======== Text shown ========

Using `perf` to ensure realtime safety
perf
is a tool built into the linux kernel, which allows profiling and tracing. it can be quite a handy tool to find evil operations that may compromise real-time applications. This gives a tl/dr guide on how to find offending system calls via perf trace
.
Identify your threads
First step is to identify the threads that we want to trace:
ps -eo pid,tid,rtprio,command,comm -L
may give you the list of all threads, including the rtprio
. if the threads are named, it’s easy to identify the threads (tid
), which we want to trace. For the rest of this entry, let’s assume the threads are 1234,1235,1236
.
Trace the thread(s)
Let’s see what we get:
sudo perf trace -t 1234,1235,1236
This will print the trace points to the terminal in real-time. By default it will trace system calls (which may or may not be good to have in the real-time thread)

======== Data ========

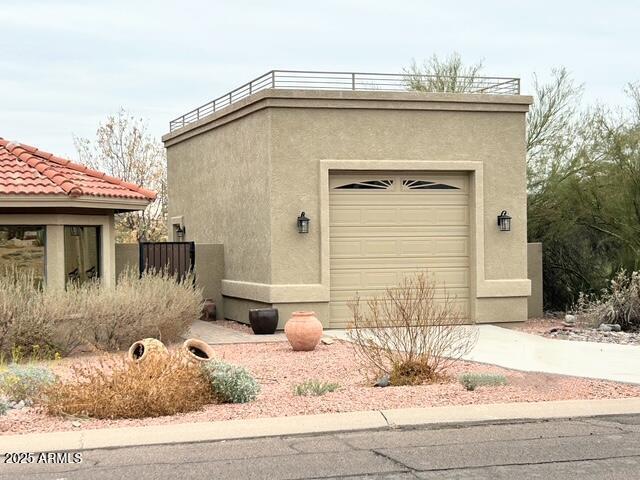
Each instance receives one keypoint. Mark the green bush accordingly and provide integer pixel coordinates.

========

In the guide on using perf for realtime safety, what does perf trace trace by default?

System calls.